— Work instruction —
Can you continue the text on technological advancement and the Arctic tundra below, picking up after its final sentence?

Start of Exercise text

Technological Advancement & The Arctic Tundra
Technological Advancement & The Arctic Tundra
The Arctic tundra is a terrain that is like no other. Its seasonal changes cause flooded acreage and frozen topography all necessary to the survival of the species that populate the region. The Arctic encompasses diverse ecosystems that are being deleteriously affected by greenhouse gas emissions and persistent organic pollutants; however, the current laws may not possess the ability to save certain species residing there.
It comes as no surprise that the Arctic, which remains under a sheet of darkness from about December 21 until March 21 is penetratingly cold. The blizzard conditions during this period are so severe that even with modern technology, its environment is nearly impossible to research during the winter months. The Arctic is also known for its infertile land and organisms that are able to survive the coldest temperatures on Earth (Athropolis, 2005). Amazingly, this environment supports a wide array of species by utilizing the sun’s energy. As the sun’s energy hits plankton and algae, photosynthesis occurs and organic material is created. This process enables the survival of animals such as the polar bear, plankton, fish, birds, seals, walruses, and even whales (Ashjian, 2006). In the summer months, the North Pole faces the sun and the darkness is replaced by daylight (Athropolis, 2005).
Scientists’ Suspicions In The mid-1800s
For thousands of years the Arctic had gone largely unchanged, until recently. In the mid-1800s, scientists suspected that the Earth was warming. A scientist named Arrhenius made the connection between the snow, which reflects the sun, and the warming and cooling of the Earth. Today this is a given and provable if an individual explores identified facts regarding the Arctic region’s weather patterns during the last fifty years. Records indicate that the Earth’s temperature is climbing due to greenhouse gas emissions from burning fossil fuels (NRDC, 2005). Polar caps are melting and falling into the sea, water levels are rising and the reflective ice is melting to reveal an absorbent surface.
How Is it All Interconnected?
This warming can be attributed to the evolution of man’s curiosity, ability to discover and ingenuity. It was this drive that led the industrial revolution in the United States and other countries. Industries burn fossil fuels to manufacture products that are in demand by consumers on a global market. In order to get natural resources, produce and get products to the consumer transportation is needed. This requires the burning of fossil fuels, too. All of these actions are interconnected and impacting the Arctic.
It is no shock that this drastic change in the Earth’s temperature is interconnected because of globalization and technology. Man’s insatiable inquisitiveness has resulted in many advantages; however, it has had indirect and unexpected affects, also. For example, the industrial revolution, in any country is said to be beneficial to society and is described as a “demographic transition” (Commoner, 1971). This transition is usually brought about when undeveloped countries begin to become industrialized. This feat, moving undeveloped nations to developing nation status, is causing an indirect effect to the Arctic’s habitat, species and climate by warming the Earth. Moreover, the deforestation that occurs to accommodate these facilities attributes greatly to the problem because forestlands are carbon sinks, which are a natural means to soak up carbon dioxide (Anup, 2002).

End of Exercise text
Start of Input data

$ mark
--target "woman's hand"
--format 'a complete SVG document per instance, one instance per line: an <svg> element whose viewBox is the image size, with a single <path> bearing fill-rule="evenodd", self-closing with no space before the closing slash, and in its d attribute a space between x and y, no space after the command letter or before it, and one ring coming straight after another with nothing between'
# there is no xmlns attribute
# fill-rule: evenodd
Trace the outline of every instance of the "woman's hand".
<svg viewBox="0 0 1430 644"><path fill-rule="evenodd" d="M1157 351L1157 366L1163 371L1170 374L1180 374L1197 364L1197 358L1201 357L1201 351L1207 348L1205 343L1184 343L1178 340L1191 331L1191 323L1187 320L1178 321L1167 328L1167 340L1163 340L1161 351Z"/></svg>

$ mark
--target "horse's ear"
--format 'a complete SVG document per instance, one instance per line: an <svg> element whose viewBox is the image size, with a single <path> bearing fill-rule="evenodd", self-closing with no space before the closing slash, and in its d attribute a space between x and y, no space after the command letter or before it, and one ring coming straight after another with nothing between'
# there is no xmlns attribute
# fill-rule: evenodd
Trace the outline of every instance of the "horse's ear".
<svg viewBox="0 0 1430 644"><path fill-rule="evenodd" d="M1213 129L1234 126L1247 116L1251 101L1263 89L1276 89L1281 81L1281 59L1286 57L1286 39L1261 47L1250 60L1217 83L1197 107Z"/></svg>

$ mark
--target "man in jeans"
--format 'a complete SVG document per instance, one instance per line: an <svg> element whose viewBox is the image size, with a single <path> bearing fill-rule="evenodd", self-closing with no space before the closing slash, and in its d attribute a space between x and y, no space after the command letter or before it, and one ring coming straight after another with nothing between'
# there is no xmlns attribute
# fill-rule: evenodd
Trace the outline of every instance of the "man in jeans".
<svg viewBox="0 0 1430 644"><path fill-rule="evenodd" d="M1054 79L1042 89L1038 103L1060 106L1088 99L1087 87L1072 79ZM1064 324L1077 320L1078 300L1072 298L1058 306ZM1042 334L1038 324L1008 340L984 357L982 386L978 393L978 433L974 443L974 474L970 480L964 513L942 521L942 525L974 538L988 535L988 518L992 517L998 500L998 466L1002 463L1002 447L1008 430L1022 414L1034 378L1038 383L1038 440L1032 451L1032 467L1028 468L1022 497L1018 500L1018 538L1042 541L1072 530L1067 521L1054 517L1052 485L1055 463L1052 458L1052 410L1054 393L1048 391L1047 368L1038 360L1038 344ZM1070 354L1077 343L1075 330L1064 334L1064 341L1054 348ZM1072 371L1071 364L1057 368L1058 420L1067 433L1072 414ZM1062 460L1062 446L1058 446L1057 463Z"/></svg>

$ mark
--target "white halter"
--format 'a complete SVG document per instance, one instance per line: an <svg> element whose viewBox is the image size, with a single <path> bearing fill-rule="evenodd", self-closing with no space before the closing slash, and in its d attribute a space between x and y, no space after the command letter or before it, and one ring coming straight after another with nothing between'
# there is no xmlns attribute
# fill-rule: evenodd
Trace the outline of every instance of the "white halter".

End of Input data
Start of Input data

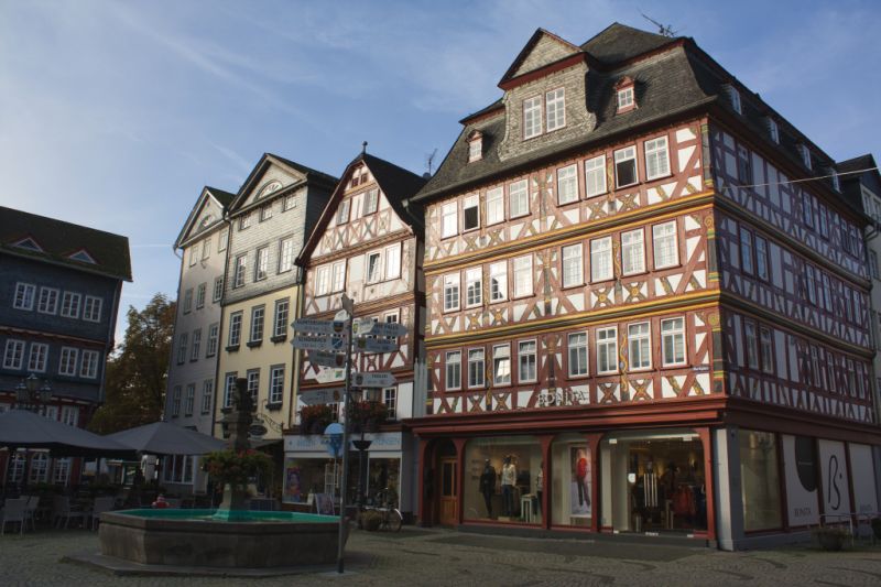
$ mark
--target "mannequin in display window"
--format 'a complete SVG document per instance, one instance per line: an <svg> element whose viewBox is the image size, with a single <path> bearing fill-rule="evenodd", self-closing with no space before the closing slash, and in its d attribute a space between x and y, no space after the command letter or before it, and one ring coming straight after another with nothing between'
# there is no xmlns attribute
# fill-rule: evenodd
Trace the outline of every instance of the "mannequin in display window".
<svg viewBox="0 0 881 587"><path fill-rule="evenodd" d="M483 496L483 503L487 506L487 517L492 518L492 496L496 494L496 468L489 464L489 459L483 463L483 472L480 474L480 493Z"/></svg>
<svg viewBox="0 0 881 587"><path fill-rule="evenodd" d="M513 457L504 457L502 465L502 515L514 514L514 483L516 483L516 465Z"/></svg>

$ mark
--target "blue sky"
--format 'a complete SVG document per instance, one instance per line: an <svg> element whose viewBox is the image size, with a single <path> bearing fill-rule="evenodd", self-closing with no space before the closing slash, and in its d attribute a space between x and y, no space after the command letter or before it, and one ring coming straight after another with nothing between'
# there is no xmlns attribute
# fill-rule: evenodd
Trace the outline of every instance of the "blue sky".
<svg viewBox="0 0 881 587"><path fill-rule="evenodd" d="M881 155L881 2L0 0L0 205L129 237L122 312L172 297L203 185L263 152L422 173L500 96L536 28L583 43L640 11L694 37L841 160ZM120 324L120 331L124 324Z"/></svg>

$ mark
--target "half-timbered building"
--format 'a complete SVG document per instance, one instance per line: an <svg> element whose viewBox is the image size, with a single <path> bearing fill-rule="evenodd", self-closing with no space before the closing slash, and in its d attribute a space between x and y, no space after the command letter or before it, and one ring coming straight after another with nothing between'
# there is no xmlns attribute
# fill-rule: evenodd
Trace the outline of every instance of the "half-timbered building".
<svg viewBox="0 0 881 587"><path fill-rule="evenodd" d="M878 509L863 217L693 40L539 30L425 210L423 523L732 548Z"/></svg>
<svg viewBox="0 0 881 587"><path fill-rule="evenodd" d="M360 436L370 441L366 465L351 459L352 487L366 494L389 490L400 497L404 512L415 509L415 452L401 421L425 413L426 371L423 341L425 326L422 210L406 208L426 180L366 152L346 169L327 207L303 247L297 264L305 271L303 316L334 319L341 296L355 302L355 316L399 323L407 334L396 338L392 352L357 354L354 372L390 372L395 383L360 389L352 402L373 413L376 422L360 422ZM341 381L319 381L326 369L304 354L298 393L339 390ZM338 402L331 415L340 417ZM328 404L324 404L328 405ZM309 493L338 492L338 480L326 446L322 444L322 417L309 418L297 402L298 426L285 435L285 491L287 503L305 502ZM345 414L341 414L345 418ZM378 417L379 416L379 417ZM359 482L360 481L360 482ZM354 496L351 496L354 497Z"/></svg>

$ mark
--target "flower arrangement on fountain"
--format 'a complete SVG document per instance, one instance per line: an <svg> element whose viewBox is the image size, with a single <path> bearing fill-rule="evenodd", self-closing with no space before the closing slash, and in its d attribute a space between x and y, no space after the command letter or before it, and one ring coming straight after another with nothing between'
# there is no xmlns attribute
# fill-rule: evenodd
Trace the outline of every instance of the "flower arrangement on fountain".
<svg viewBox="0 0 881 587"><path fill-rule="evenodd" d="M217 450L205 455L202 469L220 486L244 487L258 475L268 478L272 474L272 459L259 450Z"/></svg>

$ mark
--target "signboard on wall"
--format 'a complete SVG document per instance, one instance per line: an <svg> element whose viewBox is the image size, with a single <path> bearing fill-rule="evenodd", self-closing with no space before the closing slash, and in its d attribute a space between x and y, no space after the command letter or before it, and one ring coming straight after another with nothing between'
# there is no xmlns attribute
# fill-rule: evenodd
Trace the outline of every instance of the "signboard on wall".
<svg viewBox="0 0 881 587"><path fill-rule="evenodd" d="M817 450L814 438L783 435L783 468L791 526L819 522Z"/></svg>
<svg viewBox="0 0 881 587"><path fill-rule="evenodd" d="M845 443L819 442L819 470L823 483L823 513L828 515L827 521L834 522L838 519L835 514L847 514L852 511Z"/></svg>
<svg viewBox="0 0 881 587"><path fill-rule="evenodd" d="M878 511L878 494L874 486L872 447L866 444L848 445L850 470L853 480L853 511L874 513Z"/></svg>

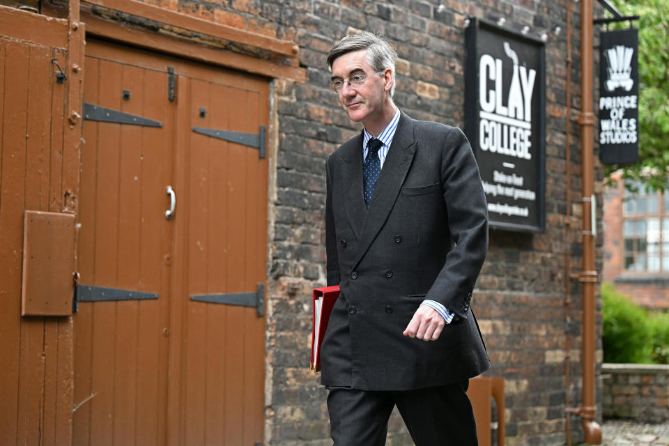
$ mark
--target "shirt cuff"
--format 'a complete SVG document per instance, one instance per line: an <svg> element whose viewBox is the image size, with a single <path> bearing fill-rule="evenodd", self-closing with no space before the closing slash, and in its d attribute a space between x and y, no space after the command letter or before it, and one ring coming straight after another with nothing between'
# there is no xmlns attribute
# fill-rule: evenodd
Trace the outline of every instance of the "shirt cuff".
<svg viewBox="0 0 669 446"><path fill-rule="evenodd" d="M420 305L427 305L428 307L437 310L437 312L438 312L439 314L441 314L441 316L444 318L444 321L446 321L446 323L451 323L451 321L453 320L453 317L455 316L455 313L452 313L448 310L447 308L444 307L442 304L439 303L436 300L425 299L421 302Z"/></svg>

End of Input data
Start of Input data

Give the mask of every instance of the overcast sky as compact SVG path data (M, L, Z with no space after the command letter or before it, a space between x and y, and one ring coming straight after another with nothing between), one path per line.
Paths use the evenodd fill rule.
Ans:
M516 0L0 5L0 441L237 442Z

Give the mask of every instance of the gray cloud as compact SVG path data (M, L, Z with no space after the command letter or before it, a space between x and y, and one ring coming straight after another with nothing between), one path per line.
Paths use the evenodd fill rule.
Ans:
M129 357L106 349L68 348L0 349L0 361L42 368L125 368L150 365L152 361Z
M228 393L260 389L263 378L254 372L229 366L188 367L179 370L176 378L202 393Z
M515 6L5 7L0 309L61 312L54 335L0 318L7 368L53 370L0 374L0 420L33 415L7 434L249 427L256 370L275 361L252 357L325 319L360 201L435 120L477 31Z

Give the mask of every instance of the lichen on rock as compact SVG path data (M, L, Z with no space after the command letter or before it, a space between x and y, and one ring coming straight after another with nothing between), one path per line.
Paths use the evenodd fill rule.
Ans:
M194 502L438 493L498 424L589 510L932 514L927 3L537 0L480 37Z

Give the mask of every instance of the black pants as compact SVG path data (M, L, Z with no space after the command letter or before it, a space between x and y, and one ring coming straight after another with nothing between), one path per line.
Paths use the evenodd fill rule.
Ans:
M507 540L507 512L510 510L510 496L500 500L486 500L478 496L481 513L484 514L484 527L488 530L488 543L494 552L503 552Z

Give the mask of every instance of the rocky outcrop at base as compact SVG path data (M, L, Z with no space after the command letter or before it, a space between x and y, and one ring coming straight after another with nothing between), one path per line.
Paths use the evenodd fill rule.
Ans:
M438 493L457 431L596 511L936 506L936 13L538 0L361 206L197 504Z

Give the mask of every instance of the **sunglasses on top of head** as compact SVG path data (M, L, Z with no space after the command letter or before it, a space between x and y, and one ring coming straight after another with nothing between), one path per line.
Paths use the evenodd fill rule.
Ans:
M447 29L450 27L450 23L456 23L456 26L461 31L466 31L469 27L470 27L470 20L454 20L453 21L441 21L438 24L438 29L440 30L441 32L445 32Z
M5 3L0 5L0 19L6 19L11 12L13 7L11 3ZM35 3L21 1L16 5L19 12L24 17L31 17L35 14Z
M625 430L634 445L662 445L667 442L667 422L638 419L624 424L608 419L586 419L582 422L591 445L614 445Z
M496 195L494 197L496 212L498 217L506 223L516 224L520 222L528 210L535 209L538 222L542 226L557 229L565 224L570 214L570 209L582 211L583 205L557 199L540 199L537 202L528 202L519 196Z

End of Input data

— Solved problem —
Industrial revolutions, modern industry and human activity create GHGs; however, the degradation does not stop there. Industrialization is also interconnected to persistent organic pollutants because they can be the unintended by-products of industrialization (United States Environmental Protection Agency, 2002). It would be misleading to leave out the fact the some POPs are and have been intentionally produced. An example of this is DDT, which is now illegal in the United States and other industrialized nations largely in part to Rachel Carson’s book Silent Spring. Yet, it is still utilized in developing countries around the globe to aide in malaria outbreaks (EPA, 2002). Often referred to as one of the “dirty dozen” these pollutants linger in the atmosphere and enter the food chain where they are then stored in fatty tissue (EPA, 2002).
“The Dirty Dozen” (EPA, 2014)
dichlorodiphenyl trichloroethane (DDT)¹
polychlorinated biphenyls (PCBs) ¹,²
polychlorinated dibenzofurans² (furans)
How many vehicles are in your household? (Count recreational vehicles, too)
Persistent organic pollutants are adding to the deterioration of species in the Arctic, too. In fact according to the EPA, it was the discovery of POPs so far away, in the Arctic, from their origin that spurred the Stockholm Convention. POPs are toxic and are harmful to the health of habitat and species, including humans. Also, they are not broken down easily and can “persist” for long periods of time. POPs can travel very long distances by different means, all the way to the Arctic. They reside in rivers, lakes and oceans and can be redistributed by means of snowfall, mist and rain. POPs make their way up food chains. And, while all affects are still unknown, it is acknowledged that POPs have an adverse effect on human health and the environment.
Forfeiture Of Snow & Ice
The increased technological advancement in industry and the growth of the global population has and is causing the Arctic to change without the possibility of complete reparation. Greenhouse gases and persistent organic pollutants are triggering impacts upon the ecosystem of the Arctic. These influences are known to cause other effects in the Arctic as well. For example, as the Earth warms due to global warming, ice in the Arctic, which serves as a natural cooling mechanism, melts. This is obvious to any individual who has witnessed James Balog’s “Time-lapse proof of extreme ice loss.” This forfeiture of snow and ice is being squandered even though it is a source of water storage. Beyond being a natural ice box for the Earth, the Arctic is an ecosystem that supports a surplus of life, which is dependent on frigid temperatures to ensure sustainability.
Migration Patterns: Food Chains In Distress
Globalization is full of pros and cons and this particular scenario carries significant negative impacts. Climate change needs to be addressed before extinction occurs. This could easily happen as the Arctic ice melts causing swift changes in migration patterns. An individual examining the migration pattern of the seal, which is followed by its predator, the polar bear, can witness this change when temperatures increase causing land transformation (Carin, 2006).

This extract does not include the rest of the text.